Extract every line of the records below and reproduce each one unchanged, from the first record through the last.

---------- RECORDS FOR THE EXERCISE

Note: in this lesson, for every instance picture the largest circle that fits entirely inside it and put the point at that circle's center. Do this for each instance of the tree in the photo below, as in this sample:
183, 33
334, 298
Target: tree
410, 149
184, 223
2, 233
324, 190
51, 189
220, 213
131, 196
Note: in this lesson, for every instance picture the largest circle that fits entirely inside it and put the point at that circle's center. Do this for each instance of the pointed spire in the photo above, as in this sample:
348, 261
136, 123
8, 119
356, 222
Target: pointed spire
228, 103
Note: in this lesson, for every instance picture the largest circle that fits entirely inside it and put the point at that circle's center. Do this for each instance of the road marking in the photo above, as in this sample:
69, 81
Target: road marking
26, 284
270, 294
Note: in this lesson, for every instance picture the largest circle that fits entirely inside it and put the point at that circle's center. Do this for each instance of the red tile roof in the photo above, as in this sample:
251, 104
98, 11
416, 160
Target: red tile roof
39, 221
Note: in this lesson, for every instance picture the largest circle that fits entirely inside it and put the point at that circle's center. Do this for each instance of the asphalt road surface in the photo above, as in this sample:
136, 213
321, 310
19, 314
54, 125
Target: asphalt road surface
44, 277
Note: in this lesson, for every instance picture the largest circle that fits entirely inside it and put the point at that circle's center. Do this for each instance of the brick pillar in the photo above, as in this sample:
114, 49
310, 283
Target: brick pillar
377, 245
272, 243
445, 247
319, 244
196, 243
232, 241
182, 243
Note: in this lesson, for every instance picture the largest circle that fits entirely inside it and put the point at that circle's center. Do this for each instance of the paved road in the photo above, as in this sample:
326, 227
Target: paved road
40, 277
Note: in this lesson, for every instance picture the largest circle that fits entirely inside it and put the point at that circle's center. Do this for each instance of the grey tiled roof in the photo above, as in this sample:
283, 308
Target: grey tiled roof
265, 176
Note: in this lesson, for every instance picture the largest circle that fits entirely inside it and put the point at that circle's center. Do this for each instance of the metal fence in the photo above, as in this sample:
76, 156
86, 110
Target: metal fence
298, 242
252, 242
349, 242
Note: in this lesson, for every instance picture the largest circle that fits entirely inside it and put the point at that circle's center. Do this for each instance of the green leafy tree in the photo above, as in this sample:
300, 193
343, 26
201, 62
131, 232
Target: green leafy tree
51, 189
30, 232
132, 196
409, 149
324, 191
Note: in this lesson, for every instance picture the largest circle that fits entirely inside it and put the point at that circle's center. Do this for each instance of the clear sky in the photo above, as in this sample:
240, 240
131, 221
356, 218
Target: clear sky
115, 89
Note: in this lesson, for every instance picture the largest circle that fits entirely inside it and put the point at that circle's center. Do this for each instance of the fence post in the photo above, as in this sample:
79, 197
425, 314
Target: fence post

--------------------

§ **WRITTEN ANSWER**:
Note: in this lesson, for every instance picture the largest circle that fits entirely inside it and put the point at that circle's center. Do this for each instance of the tree in the photo below, as in this sample:
183, 33
334, 298
Target: tree
410, 149
184, 223
2, 233
324, 190
51, 189
220, 213
131, 196
Note: in this lesson, for every instance picture the largest circle that fits entirely inside it and put the point at that circle's center. Do this for each instance of the pointed spire in the photo above, as in this sample:
348, 261
136, 123
8, 119
356, 222
Target: pointed spire
228, 103
Note: in this lesson, for every instance picture the largest circle that fits entirely inside it and put the point at that circle's center. Do this for each instance of the road marking in the photo above, as in this sample:
69, 81
Target: road marking
26, 284
270, 294
Note: in this lesson, for every instance picture the largest circle that fits entirely inside it and put the point at that circle's center. Do this for each instance of the red tile roof in the photo above, as in this sample:
251, 104
98, 11
416, 160
Target: red tile roof
39, 221
Note: in this lesson, for every instance picture the largest circle that fits entirely inside it and put the point at that circle's center. Do this for each instance of the asphalt road surface in the photo above, as in this sample:
136, 213
321, 310
19, 314
54, 125
Target: asphalt road surface
44, 277
Note: in this lesson, for every instance picture the largest circle that fits entirely inside it and put the point at that circle's center. Do this for each instance of the brick pillar in the photo above, as in this sample:
114, 49
310, 283
Target: brick pillar
377, 245
272, 243
445, 247
319, 244
196, 243
232, 241
182, 243
Note: in this lesson, for every instance picture the largest circle that fits entirely inside it and put the point at that circle's center. Do this for each instance of the paved road in the photo above, as in this sample:
326, 227
Target: paved road
40, 277
Note: in this lesson, for every instance picture the largest circle that fits entirely inside it and put the point at that circle's center. Do this for each instance of the grey tiled roof in the photo above, as in this sample:
283, 308
Target: grey tiled roof
265, 176
Note: in this lesson, for every instance picture the largest circle that fits entirely inside it and put the point at that circle's center. Do this for each instance of the metal fence in the photo above, as in this sample:
76, 156
86, 110
Target: metal fence
298, 242
252, 242
349, 242
Note: in this lesson, for every instance picture the largest circle that fits entirely inside it and put the point at that circle's center. Do this for each instance of the green leafy tree in the photo above, as in this sample:
300, 193
343, 26
201, 62
131, 232
Target: green leafy tree
51, 189
30, 232
132, 196
409, 149
324, 191
Note: in this lesson, for every instance picture the largest circle that fits entirely inside it and put the point at that circle's center. Do this for each instance of the clear sky in the photo above, as in this sample:
240, 240
131, 221
356, 218
Target: clear sky
115, 89
Note: in this lesson, for every instance picture the largest circle that fits entirely inside it and put the point at that circle's center. Do this for each instance of the fence post in the photo above, as in this sample:
79, 197
425, 314
Target: fence post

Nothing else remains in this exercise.